List every line of the data below that contains the word "white".
** Begin **
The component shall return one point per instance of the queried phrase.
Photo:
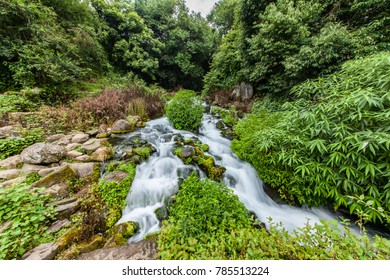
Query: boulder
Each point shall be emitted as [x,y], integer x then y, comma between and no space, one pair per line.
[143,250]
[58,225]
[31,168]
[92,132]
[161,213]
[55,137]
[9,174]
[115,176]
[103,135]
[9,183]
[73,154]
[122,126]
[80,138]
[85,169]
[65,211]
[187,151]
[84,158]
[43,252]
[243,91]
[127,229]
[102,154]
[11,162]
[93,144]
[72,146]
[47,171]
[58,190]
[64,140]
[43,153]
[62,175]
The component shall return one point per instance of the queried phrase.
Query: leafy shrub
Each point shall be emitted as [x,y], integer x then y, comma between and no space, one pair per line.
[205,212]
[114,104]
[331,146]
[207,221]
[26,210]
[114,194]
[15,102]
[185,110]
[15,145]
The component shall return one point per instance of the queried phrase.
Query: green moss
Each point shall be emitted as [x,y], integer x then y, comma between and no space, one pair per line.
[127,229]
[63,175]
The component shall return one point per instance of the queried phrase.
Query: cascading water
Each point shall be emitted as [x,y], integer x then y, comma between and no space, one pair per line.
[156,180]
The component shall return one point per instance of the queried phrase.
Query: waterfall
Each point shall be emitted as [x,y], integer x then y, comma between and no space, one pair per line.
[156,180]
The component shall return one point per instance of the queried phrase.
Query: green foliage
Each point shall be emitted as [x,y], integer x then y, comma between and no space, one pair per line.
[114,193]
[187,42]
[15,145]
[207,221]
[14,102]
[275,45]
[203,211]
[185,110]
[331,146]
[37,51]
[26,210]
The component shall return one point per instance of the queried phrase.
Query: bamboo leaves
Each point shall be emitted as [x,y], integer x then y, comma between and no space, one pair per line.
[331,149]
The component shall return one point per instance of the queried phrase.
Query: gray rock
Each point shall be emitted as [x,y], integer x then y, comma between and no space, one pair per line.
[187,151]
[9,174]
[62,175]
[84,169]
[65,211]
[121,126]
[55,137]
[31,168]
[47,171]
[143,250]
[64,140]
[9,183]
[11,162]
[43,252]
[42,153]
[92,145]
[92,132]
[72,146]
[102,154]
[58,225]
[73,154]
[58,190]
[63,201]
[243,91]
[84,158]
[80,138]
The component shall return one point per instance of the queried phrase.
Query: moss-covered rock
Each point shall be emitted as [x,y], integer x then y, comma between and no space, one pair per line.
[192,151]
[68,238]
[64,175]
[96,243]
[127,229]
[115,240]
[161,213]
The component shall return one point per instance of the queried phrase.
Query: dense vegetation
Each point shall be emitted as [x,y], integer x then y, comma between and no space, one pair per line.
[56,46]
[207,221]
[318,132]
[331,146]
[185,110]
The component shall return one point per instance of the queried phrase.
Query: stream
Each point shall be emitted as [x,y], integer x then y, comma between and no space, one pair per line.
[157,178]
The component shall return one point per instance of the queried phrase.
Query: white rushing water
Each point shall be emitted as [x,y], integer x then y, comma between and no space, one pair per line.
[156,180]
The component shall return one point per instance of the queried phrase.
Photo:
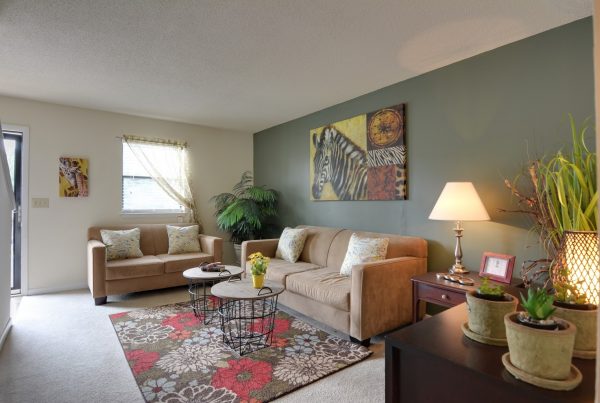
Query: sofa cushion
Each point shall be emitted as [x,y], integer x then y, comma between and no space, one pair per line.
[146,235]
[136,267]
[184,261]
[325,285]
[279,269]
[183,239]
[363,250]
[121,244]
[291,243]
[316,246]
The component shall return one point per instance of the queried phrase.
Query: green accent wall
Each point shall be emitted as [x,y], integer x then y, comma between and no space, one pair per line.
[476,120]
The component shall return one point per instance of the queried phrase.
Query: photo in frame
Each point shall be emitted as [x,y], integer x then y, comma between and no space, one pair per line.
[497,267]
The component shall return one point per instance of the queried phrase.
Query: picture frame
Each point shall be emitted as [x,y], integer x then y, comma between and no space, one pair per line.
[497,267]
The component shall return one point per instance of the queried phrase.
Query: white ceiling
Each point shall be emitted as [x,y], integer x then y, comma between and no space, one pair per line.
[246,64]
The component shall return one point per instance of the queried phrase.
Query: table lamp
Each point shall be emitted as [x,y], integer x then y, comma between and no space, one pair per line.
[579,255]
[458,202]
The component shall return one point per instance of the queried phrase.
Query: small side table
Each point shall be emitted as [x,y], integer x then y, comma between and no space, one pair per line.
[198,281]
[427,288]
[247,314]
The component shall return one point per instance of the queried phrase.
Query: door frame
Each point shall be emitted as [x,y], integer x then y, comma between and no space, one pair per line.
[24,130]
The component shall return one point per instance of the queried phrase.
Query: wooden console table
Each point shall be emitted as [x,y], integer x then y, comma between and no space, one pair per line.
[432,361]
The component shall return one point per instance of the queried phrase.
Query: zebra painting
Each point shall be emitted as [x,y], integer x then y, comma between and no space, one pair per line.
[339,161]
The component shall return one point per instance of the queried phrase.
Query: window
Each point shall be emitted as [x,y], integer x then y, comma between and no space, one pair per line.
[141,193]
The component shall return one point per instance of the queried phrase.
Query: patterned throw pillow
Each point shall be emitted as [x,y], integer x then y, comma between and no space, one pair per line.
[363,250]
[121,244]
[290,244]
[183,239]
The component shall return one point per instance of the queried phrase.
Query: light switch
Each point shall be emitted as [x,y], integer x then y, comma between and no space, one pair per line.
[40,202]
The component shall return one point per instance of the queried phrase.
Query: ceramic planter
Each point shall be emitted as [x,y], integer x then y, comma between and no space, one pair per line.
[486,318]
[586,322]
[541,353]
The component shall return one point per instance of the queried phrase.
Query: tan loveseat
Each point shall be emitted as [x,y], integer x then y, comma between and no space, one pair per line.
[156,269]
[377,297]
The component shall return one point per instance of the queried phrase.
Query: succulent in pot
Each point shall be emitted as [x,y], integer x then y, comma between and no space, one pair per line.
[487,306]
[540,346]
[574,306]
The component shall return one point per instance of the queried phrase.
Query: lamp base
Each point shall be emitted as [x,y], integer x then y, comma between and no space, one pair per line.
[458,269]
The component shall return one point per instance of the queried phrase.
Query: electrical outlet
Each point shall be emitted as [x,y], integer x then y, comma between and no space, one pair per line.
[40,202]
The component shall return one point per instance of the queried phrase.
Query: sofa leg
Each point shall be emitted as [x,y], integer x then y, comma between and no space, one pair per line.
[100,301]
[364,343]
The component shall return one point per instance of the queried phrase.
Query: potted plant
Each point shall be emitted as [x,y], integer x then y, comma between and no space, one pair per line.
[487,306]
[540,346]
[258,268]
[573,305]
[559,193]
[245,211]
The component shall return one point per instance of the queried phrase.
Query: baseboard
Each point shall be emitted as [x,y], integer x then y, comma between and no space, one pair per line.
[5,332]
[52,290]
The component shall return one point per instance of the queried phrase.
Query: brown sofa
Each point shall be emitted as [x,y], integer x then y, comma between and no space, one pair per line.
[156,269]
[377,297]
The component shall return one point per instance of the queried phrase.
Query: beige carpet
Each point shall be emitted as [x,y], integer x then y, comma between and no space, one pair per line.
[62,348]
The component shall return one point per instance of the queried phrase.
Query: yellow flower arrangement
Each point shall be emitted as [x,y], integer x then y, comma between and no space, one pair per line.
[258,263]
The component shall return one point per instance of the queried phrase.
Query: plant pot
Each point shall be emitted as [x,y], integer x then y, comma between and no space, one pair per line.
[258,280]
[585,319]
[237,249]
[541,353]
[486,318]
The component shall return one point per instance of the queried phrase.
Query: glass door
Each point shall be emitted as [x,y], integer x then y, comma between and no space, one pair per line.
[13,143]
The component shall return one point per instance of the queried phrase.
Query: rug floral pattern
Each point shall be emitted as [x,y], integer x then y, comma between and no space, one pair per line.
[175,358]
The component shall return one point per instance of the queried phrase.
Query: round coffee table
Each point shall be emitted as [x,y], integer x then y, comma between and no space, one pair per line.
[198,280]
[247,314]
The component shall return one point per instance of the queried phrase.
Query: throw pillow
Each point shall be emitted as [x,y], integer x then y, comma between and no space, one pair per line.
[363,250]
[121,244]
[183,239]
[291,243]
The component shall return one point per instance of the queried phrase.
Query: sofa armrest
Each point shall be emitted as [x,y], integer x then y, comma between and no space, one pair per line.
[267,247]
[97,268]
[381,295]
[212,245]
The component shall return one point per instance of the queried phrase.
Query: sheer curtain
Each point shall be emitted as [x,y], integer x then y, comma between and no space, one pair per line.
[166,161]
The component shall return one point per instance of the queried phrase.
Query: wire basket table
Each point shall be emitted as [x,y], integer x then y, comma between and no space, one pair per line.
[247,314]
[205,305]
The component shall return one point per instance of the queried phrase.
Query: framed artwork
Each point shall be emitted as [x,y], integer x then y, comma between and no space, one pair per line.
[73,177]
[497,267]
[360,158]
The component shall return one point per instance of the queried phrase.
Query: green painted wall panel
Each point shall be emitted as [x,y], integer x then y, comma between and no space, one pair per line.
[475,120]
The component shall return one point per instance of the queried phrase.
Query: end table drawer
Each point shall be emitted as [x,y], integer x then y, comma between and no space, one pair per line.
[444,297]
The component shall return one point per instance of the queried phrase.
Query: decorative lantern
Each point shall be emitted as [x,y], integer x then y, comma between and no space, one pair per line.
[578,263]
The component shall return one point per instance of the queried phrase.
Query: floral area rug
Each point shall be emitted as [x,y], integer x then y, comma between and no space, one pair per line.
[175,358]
** End **
Problem solution:
Query: white rushing water
Query: white ceiling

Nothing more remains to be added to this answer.